*THE REQUEST*. Locate each line in the listing below that contains the word "bicep", and copy those lines.

(Point placement records)
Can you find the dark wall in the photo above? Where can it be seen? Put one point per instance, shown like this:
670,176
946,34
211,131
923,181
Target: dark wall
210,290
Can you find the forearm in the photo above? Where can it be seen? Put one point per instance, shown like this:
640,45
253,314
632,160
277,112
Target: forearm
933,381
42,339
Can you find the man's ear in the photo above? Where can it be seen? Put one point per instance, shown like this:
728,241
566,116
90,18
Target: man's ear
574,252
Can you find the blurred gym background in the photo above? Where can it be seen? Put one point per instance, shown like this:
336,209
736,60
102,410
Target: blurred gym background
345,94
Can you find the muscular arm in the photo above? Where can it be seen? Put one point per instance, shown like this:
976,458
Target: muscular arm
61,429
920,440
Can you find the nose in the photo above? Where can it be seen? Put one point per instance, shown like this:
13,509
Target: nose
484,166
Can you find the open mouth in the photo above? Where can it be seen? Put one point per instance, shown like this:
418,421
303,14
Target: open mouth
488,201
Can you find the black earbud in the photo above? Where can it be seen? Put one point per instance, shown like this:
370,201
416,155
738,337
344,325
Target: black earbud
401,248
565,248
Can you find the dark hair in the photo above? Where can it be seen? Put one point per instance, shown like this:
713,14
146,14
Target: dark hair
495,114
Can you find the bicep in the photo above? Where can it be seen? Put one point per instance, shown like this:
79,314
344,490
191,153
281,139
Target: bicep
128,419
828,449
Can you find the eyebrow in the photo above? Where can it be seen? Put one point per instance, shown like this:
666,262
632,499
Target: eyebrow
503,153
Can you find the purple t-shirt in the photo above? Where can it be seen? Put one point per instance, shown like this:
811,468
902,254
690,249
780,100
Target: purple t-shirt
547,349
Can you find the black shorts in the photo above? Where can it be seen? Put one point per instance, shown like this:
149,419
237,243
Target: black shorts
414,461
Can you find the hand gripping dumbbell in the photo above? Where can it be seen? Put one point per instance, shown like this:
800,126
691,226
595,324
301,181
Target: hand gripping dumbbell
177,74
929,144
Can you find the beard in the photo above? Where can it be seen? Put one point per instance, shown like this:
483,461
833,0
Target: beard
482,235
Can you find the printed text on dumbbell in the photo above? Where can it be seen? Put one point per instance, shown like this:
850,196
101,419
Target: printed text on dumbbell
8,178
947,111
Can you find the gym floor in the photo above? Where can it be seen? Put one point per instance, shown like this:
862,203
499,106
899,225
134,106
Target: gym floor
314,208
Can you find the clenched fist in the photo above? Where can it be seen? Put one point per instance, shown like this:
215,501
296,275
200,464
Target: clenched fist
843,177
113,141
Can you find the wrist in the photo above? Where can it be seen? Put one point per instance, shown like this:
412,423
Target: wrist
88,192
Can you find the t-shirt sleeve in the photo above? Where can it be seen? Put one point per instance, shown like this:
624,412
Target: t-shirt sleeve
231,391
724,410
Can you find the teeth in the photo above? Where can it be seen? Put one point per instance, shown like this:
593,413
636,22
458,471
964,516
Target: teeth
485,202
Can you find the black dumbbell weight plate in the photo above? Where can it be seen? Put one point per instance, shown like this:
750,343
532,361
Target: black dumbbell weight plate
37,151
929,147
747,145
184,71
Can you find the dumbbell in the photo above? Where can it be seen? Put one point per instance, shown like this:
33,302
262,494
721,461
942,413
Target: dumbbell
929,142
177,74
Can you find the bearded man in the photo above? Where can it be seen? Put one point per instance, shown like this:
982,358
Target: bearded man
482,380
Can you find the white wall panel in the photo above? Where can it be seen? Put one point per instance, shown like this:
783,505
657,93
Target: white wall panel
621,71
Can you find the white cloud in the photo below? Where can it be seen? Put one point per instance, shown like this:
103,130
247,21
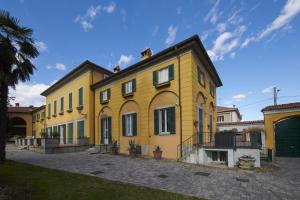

*SOLVED EXERCISE*.
Can you find the bicep in the photo above? Where can it be seen? Put one point per instance, shown like this:
Target: bicep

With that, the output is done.